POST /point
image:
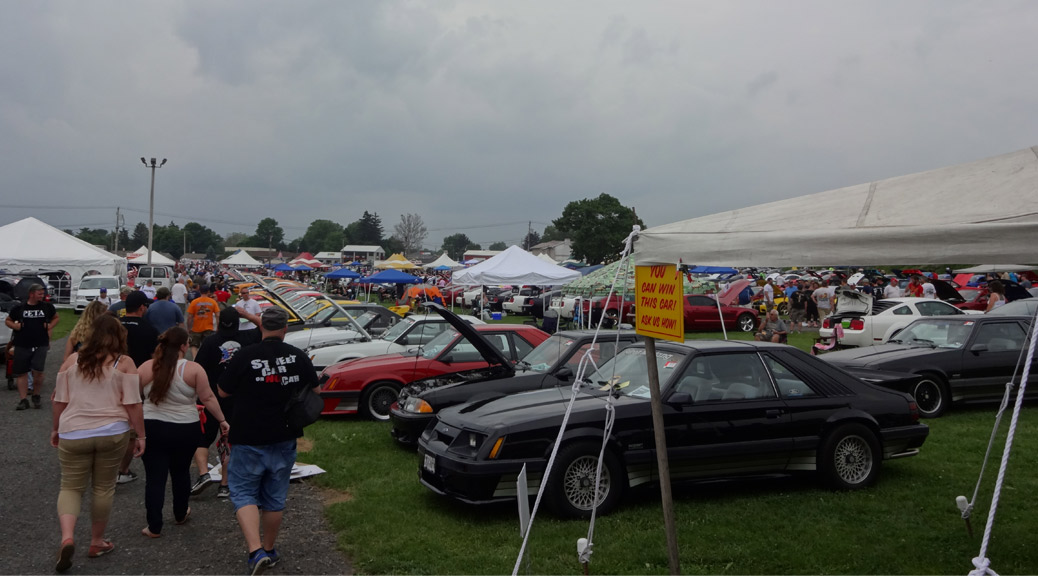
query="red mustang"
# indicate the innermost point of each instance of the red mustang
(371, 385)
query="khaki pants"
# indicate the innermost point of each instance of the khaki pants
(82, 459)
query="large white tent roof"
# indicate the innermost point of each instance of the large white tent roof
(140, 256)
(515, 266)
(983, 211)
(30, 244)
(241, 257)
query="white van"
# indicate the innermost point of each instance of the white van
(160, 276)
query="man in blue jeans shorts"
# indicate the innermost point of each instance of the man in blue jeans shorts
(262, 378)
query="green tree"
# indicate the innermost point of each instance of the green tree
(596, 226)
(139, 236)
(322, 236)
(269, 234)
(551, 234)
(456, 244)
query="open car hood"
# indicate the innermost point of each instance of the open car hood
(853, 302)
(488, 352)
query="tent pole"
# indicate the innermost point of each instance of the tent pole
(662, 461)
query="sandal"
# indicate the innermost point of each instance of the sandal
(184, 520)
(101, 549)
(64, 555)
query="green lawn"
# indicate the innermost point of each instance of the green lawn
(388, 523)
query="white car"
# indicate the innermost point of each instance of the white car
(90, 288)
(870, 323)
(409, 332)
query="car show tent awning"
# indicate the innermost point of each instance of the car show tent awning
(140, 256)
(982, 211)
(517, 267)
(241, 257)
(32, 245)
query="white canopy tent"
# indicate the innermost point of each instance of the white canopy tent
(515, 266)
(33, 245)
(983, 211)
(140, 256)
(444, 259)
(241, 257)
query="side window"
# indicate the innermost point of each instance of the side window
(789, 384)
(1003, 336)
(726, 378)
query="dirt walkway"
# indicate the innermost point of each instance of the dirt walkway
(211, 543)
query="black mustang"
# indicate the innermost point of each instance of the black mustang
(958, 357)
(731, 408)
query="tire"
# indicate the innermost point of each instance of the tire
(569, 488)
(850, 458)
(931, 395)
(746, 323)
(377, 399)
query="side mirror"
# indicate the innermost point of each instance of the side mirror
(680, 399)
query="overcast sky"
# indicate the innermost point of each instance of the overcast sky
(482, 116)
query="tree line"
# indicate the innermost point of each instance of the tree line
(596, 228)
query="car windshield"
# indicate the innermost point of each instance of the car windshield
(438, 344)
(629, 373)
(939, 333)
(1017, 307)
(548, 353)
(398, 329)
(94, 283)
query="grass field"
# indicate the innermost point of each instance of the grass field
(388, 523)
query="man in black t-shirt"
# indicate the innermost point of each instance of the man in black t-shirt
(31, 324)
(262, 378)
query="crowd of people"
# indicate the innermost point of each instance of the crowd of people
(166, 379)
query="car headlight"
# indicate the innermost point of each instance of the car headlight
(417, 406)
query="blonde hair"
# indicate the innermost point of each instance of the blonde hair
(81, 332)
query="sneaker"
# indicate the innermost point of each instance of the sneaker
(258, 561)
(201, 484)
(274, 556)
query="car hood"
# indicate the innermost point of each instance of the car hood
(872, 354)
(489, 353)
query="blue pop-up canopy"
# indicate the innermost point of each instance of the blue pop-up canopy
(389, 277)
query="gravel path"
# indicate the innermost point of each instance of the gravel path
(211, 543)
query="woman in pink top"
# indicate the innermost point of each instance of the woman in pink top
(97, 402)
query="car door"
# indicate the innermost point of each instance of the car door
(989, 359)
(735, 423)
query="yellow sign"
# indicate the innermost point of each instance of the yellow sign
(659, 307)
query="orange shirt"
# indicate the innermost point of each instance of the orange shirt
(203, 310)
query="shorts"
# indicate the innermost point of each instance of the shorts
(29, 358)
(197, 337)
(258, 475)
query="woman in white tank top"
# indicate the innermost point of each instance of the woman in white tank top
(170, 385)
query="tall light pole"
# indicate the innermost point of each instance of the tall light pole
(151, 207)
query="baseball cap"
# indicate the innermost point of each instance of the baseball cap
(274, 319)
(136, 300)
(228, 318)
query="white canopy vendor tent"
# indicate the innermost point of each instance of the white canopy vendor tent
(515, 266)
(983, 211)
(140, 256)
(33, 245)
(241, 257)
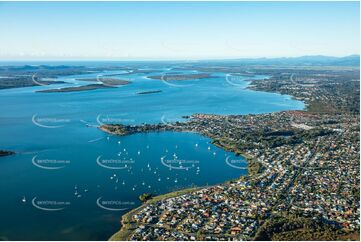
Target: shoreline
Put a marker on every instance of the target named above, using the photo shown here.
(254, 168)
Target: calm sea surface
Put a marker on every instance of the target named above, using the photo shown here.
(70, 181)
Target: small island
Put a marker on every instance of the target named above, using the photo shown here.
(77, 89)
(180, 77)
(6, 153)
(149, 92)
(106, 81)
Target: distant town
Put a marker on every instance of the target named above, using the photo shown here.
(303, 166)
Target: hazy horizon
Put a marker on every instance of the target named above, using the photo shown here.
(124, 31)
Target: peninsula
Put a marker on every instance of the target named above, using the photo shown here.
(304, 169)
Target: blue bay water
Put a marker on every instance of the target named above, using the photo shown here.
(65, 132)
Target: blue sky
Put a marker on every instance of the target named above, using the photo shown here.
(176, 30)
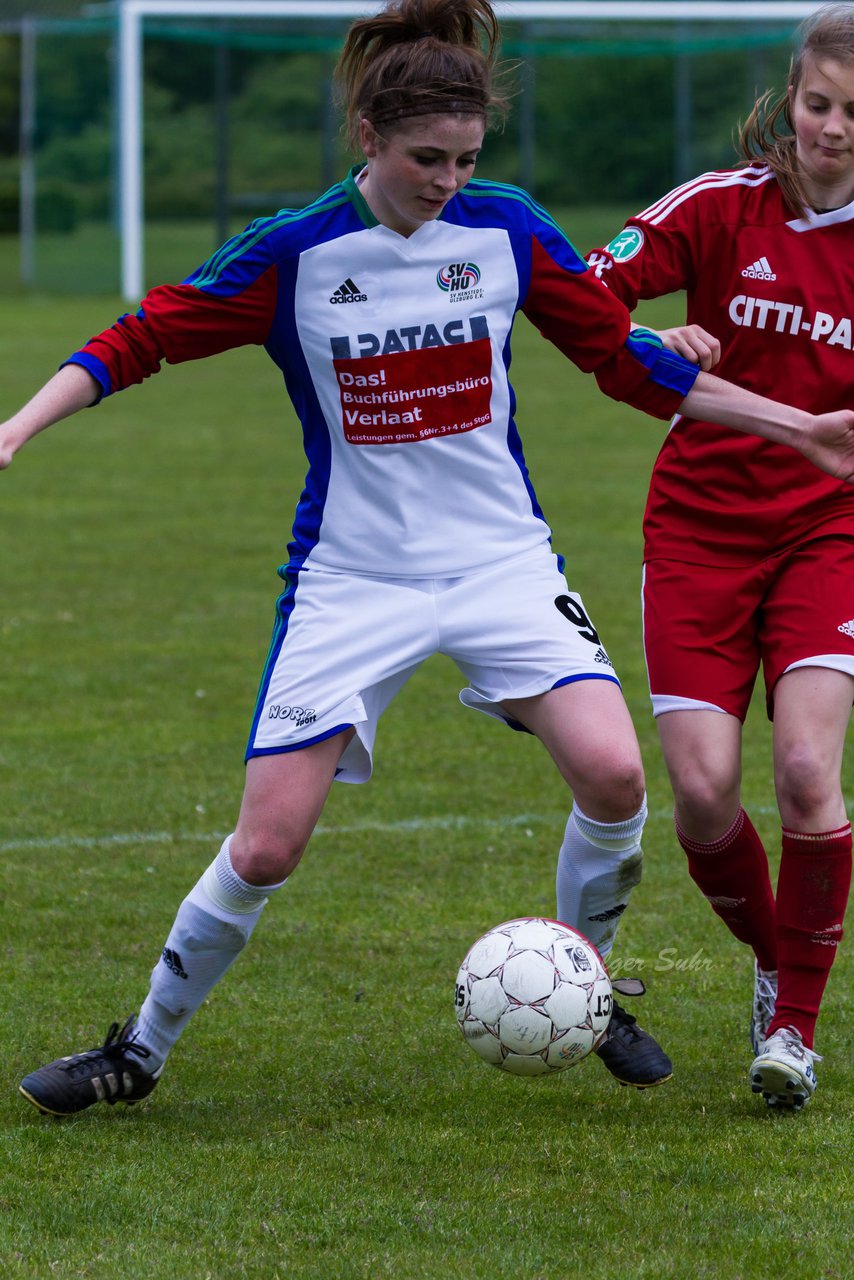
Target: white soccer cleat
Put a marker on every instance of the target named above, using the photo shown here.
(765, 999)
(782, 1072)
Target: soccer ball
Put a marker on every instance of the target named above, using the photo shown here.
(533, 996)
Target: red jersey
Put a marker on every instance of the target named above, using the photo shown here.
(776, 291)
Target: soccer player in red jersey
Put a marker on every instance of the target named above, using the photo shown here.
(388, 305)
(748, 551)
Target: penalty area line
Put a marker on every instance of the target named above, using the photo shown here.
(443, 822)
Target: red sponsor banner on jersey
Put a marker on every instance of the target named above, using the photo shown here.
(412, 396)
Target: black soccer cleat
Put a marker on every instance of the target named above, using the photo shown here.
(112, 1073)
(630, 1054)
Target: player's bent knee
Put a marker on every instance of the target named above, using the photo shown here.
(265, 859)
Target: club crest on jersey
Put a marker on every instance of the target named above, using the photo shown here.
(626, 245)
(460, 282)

◆ ◆ ◆ ◆

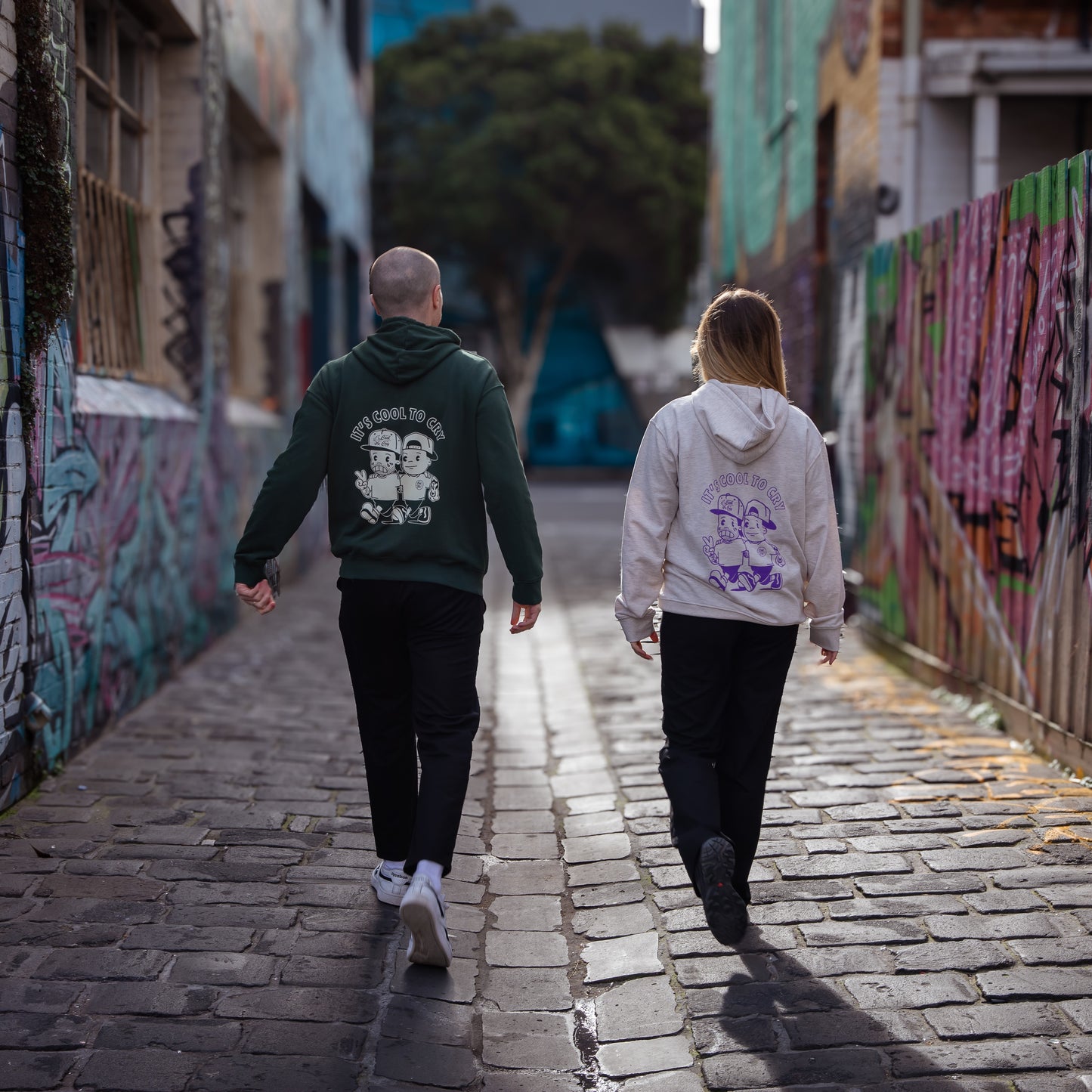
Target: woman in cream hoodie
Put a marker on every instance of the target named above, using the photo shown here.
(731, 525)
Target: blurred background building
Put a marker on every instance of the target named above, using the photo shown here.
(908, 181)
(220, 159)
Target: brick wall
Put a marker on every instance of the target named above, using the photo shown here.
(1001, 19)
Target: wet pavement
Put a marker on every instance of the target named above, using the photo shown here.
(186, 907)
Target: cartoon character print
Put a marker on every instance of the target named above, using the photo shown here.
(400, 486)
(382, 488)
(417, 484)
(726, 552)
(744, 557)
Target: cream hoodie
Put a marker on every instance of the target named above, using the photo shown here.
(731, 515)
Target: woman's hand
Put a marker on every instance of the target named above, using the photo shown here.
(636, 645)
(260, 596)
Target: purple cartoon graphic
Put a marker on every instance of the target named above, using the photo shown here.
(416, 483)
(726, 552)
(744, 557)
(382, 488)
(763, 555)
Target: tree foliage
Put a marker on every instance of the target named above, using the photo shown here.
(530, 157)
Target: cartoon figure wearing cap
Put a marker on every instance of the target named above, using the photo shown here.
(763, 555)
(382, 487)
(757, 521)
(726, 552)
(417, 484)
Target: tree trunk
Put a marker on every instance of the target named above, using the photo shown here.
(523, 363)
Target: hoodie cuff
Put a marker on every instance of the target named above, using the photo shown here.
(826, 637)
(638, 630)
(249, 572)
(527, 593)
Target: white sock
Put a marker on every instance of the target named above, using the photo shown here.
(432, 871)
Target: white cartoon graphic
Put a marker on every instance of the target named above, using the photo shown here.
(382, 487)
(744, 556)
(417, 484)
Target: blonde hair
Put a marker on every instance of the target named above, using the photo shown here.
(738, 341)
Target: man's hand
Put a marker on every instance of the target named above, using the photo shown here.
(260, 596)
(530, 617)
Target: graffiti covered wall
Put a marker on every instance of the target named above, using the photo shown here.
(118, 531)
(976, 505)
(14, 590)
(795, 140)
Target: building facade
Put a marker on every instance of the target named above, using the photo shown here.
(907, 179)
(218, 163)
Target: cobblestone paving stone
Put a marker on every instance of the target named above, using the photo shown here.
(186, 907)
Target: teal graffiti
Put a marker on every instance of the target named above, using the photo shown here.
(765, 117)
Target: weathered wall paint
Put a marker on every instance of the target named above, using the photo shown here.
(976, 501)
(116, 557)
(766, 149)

◆ ◆ ◆ ◆

**INSTRUCTIONS FOR THE TASK:** Find every line of the data that includes the string "wall". Copy each of those lines.

**ANSWER BOX:**
Target: brick wall
Target: graffiti covered wall
Target: weathered wall paint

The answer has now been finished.